• Task requirements: Where a line in the entries below contains the word "castellated", it counts; give the total by itself.

• Task input:
-- Opening Marker --
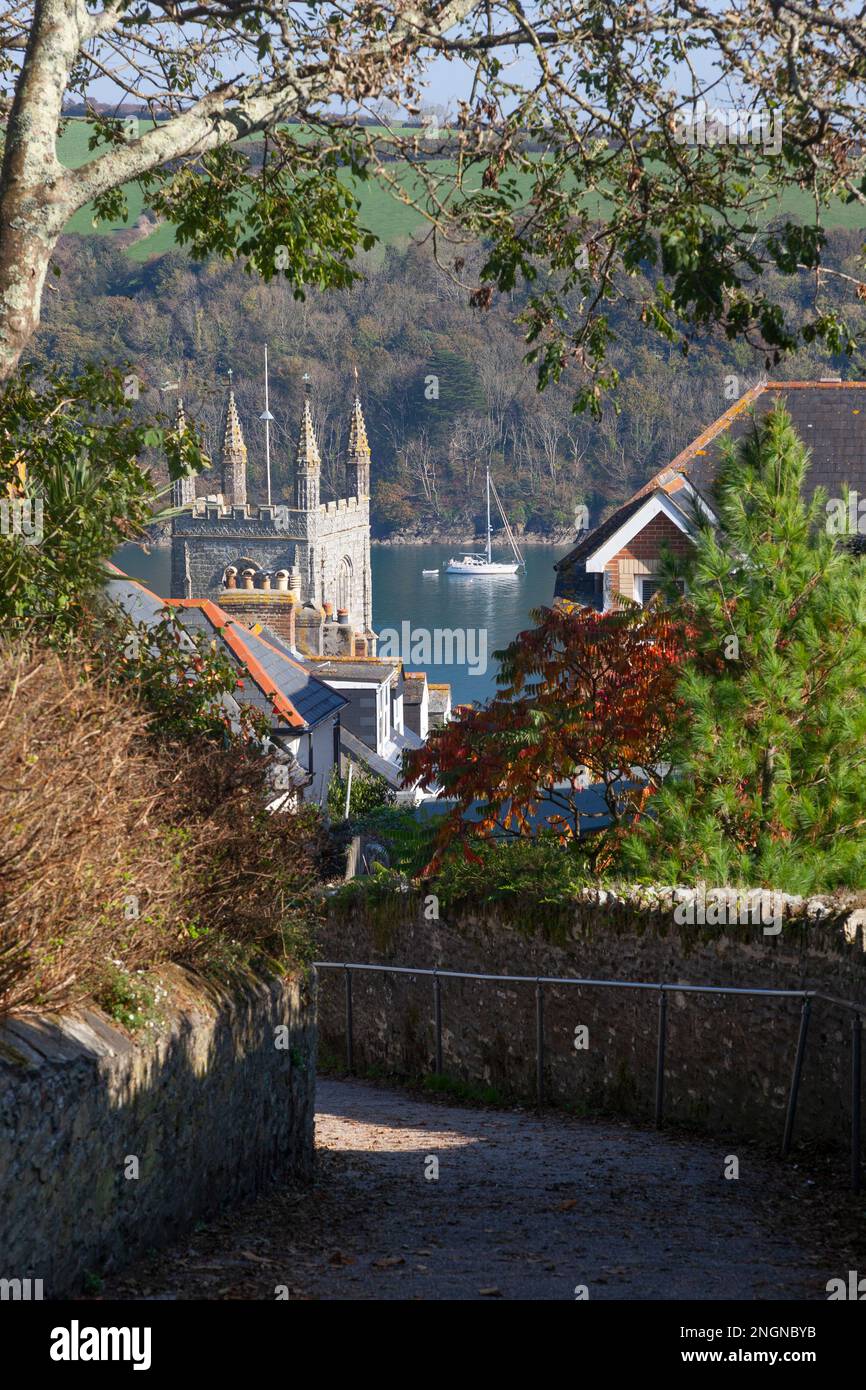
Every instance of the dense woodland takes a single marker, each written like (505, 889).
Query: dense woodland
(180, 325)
-- Closing Marker --
-- Opening Marker --
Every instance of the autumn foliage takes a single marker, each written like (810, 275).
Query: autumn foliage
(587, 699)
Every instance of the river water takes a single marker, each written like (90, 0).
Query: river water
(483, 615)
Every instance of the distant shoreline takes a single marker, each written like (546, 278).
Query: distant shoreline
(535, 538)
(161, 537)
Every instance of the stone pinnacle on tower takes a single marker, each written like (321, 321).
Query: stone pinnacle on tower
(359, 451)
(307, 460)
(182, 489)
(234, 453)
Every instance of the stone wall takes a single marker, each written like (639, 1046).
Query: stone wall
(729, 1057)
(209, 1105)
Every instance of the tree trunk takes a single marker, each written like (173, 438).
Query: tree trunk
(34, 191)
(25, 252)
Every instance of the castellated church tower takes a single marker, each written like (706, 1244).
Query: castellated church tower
-- Closing Marker --
• Exercise output: 2